- [Supplied passage]:
━━━━━━━━
# Multiprocessing in Python: Unlocking True Parallelism
https://docs.python.org/3/library/multiprocessing.html

These notes cover how to use Python's `multiprocessing` module to perform parallel processing, effectively bypassing the Global Interpreter Lock (GIL) to achieve significant performance gains for CPU-bound tasks.

## 1. Why Multiprocessing? The Global Interpreter Lock (GIL)

At the heart of CPython is the **Global Interpreter Lock (GIL)**, a mutex that protects access to Python objects, preventing multiple native threads from executing Python bytecodes at the same time within a single process.

- **Multithreading (`threading` module):** Excellent for I/O-bound tasks (e.g., network requests, file operations). While one thread waits for I/O, the GIL is released, allowing another thread to run. However, for CPU-bound tasks (e.g., complex calculations, data processing), threads don't offer true parallelism; they just take turns executing on a single CPU core.
- **Multiprocessing (`multiprocessing` module):** The solution for CPU-bound tasks. This module creates separate processes, each with its own Python interpreter and memory space. Since each process has its own GIL, they can run in parallel on different CPU cores, achieving true concurrency. 🚀

The key takeaway is:
- **I/O-bound task?** Use **multithreading**.
- **CPU-bound task?** Use **multiprocessing**.

## 2. The `multiprocessing` Module: Core Concepts

The `multiprocessing` module's API is intentionally similar to the `threading` module's, making it easy to transition.

#### Creating and Running Processes

The fundamental object is the `multiprocessing.Process` class.

**Key Methods:**
- `p = Process(target=func, args=(arg1, arg2))`: Instantiates a process. `target` is the callable object (function) to be invoked by the `run()` method. `args` is the tuple of arguments for the target.
- `p.start()`: Starts the process's activity. It arranges for the object’s `run()` method to be invoked in a separate process.
- `p.join()`: Blocks the main program until the process whose `join()` method is called terminates. This is crucial for ensuring processes complete before the main script exits.
- `p.is_alive()`: Returns `True` if the process is still running.
- `os.getpid()`: Returns the current process ID.

**Example: Basic Process Creation**

In [1]:
import multiprocessing
import os
import time

def worker_function(name):
    """A simple function that a process will execute."""
    print(f"Worker '{name}' started. Process ID: {os.getpid()}")
    time.sleep(2)
    print(f"Worker '{name}' finished.")

# On Windows, this guard is essential!
# In a Jupyter cell, this check doesn't behave the same way as a .py script.
# For demonstration, we'll run it directly, but remember to use the guard in standalone scripts.

print(f"Main process ID: {os.getpid()}")

# Create a process
p = multiprocessing.Process(target=worker_function, args=('Alice',))

# Start the process
p.start()

print("Main program continues to run while worker is executing...")

# Wait for the process to complete
p.join()

print("Worker process has finished. Main program exiting.")
━━━━━━━━
Pointing records

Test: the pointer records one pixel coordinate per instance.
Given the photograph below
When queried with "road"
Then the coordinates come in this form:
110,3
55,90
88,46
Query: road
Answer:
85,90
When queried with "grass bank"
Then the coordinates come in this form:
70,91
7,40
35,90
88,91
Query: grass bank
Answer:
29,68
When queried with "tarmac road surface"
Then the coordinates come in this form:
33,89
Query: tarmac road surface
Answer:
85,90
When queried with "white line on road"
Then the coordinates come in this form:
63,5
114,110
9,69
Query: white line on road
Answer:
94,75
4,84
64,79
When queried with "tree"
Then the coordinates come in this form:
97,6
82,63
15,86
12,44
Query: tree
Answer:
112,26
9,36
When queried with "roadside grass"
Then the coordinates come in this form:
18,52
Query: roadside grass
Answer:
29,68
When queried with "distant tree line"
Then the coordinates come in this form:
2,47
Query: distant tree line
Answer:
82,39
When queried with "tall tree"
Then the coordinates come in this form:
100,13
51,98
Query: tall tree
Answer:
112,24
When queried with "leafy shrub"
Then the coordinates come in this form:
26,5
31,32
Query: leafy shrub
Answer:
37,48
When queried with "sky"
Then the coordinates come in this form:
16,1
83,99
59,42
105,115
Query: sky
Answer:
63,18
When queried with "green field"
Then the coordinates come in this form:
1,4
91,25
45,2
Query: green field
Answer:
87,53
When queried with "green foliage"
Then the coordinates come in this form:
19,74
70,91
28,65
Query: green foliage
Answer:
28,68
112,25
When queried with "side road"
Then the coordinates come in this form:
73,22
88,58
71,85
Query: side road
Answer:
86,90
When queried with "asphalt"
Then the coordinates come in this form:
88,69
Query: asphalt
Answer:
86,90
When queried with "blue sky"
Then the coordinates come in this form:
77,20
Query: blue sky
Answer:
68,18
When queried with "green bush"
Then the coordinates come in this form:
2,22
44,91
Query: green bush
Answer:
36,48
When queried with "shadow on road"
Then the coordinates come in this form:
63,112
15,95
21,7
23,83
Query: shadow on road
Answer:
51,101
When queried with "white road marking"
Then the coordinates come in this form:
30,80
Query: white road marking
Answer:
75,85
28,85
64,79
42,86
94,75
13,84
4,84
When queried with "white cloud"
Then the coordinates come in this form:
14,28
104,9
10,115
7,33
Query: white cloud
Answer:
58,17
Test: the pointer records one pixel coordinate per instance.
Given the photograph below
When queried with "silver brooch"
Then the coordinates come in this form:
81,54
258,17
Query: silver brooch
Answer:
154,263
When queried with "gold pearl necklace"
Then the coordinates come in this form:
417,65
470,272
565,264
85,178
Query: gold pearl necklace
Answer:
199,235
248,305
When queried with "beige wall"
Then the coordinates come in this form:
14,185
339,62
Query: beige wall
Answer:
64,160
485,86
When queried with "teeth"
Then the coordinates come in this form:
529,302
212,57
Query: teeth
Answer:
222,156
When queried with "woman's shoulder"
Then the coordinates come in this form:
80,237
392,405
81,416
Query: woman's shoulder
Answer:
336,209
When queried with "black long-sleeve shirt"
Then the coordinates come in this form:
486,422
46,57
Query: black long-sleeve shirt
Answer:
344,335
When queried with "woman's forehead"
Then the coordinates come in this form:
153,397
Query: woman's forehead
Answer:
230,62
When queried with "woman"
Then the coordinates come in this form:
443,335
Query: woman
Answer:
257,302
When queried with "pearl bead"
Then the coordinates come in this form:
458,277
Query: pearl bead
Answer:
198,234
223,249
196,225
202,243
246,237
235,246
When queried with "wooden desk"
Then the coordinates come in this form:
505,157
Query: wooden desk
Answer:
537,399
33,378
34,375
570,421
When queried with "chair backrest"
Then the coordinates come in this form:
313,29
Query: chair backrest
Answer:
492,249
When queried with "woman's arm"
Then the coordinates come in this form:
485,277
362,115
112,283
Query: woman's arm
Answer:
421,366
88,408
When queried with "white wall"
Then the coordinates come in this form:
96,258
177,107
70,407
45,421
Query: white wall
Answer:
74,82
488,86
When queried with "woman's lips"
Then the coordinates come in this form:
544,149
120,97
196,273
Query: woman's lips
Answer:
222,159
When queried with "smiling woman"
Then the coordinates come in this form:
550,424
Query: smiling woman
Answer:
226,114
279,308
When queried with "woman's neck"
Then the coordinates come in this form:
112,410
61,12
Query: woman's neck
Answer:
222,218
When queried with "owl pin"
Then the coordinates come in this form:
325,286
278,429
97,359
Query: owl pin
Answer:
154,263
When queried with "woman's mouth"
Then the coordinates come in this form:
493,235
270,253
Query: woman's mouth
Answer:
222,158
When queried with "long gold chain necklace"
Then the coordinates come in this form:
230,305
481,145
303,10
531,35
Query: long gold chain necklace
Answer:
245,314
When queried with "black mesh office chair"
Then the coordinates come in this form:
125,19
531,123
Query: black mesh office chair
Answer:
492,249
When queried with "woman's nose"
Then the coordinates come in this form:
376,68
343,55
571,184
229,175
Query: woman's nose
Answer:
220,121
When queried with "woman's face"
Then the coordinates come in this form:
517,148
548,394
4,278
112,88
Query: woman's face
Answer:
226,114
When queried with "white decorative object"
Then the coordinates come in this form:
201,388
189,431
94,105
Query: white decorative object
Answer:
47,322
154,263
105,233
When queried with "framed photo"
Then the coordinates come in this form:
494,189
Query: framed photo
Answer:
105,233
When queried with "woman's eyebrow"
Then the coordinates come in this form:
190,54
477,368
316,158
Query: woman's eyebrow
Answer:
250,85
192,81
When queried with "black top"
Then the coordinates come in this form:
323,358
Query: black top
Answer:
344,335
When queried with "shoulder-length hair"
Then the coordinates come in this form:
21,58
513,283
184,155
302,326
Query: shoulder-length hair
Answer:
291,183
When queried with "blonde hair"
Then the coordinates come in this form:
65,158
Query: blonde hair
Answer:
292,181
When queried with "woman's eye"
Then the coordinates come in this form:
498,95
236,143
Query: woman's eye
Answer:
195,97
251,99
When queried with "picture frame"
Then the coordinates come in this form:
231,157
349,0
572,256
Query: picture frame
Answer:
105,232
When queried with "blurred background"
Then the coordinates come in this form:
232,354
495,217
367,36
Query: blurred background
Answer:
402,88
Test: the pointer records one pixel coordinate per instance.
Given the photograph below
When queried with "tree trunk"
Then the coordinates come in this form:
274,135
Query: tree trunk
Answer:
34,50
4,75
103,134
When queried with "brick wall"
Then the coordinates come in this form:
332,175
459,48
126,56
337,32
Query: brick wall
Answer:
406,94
━━━━━━━━
- [Set task 1]:
Answer these from the multiprocessing notes:
(a) What does the Global Interpreter Lock prevent within a single process?
(b) What value does `p.is_alive()` return while the process is still running?
(c) For how many seconds does `worker_function` sleep in the example?
- [Set task 2]: Pull out the passage of the multiprocessing notes between "# On Windows, this" and "in standalone scripts.", inclusive, and copy it word for word.

- [Reply 1]:
(a) It prevents multiple native threads from executing Python bytecodes at the same time.
(b) `True`
(c) 2 seconds

- [Reply 2]:
# On Windows, this guard is essential!
# In a Jupyter cell, this check doesn't behave the same way as a .py script.
# For demonstration, we'll run it directly, but remember to use the guard in standalone scripts.